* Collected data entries
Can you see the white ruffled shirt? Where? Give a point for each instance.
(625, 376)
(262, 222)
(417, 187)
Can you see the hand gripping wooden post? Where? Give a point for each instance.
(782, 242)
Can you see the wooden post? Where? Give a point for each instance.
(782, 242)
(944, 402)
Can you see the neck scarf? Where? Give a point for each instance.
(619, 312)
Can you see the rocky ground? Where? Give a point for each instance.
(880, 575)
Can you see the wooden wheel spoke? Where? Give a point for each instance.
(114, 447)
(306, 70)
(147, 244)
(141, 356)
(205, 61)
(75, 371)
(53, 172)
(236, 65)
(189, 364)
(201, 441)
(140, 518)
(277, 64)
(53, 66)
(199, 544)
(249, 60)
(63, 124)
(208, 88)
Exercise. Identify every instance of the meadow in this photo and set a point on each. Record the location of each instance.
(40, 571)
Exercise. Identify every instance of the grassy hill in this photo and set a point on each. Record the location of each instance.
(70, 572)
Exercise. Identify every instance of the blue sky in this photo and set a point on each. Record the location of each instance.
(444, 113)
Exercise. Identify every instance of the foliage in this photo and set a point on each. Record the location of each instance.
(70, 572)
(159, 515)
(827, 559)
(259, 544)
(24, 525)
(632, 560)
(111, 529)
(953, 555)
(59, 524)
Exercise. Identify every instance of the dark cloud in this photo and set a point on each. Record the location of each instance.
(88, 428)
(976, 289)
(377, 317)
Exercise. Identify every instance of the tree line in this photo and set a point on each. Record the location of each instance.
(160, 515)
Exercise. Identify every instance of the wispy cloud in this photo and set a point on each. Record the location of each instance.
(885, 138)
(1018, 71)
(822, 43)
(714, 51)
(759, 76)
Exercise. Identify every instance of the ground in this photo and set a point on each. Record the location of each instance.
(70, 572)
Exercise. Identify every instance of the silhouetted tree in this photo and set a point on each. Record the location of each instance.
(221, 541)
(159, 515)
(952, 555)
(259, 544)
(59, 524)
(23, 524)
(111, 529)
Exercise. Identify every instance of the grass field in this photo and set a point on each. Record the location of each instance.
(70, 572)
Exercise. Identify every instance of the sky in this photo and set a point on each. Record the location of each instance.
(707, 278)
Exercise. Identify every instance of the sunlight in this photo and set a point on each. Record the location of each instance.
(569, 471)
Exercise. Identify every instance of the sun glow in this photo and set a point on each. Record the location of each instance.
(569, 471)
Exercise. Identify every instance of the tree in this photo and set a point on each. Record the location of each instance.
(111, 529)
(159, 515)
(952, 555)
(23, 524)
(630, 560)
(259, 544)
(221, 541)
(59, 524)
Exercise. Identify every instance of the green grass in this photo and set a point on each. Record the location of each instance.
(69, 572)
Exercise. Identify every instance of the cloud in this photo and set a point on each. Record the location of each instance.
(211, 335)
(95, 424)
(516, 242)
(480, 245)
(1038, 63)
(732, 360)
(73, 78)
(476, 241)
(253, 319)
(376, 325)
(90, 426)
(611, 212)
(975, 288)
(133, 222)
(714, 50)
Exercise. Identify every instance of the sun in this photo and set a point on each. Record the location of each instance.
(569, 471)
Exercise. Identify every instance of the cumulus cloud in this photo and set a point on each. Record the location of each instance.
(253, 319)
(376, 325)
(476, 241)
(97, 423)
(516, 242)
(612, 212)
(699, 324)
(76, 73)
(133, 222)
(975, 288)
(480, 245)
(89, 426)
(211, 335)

* TASK
Quote the lines of the listing above that run from the line with "Exercise. Identify every instance of the ground" through its last line, both included, and nothing else.

* THE RESULT
Exercise. Identify every instance of the ground in this photo and set a point on each. Record the location of each instance.
(70, 572)
Exercise. Identify every instance of the silhouetted tree in this photo and set a point on each. Record the location of each instance.
(221, 541)
(159, 515)
(952, 555)
(259, 544)
(59, 524)
(23, 524)
(111, 529)
Exercise. Identify every instance of the grass field in this photo and set a point on each. Record the location of each instance.
(70, 572)
Exercise. Identify every instance of the sky in this photo and set a point on each. Record the location of each instance.
(707, 278)
Exercise. Identify every instance of the sunlight in this photo and set a point on each. Record the location of each instance.
(569, 471)
Exercise. Identify every instance of the sun glow in this photo and set a point on each. Record the location of each instance.
(569, 471)
Exercise. Identify every instance of the tree in this photo and set a point on each. Record the location of each instance.
(111, 529)
(159, 515)
(952, 555)
(23, 524)
(630, 560)
(259, 544)
(221, 541)
(59, 524)
Exercise. Identify every instance of the green grass in this photo and set a point on each. Record the location of each instance.
(69, 572)
Exercise. Identify every instance of the cloud in this photo and set a point on each. Record the location of each instance.
(211, 335)
(95, 424)
(516, 242)
(480, 245)
(1038, 63)
(732, 360)
(73, 78)
(476, 241)
(253, 319)
(376, 325)
(90, 426)
(611, 212)
(975, 288)
(133, 222)
(714, 50)
Exercise. Identify every instance of the sun in this photo and set a point on each. Record the location of each instance.
(569, 471)
Exercise. Identify every instance of the cumulus cloud in this photo and set a point on each. Record the location of each instance.
(253, 319)
(376, 325)
(476, 241)
(97, 423)
(516, 242)
(612, 212)
(699, 324)
(76, 73)
(133, 222)
(975, 288)
(480, 245)
(89, 426)
(211, 335)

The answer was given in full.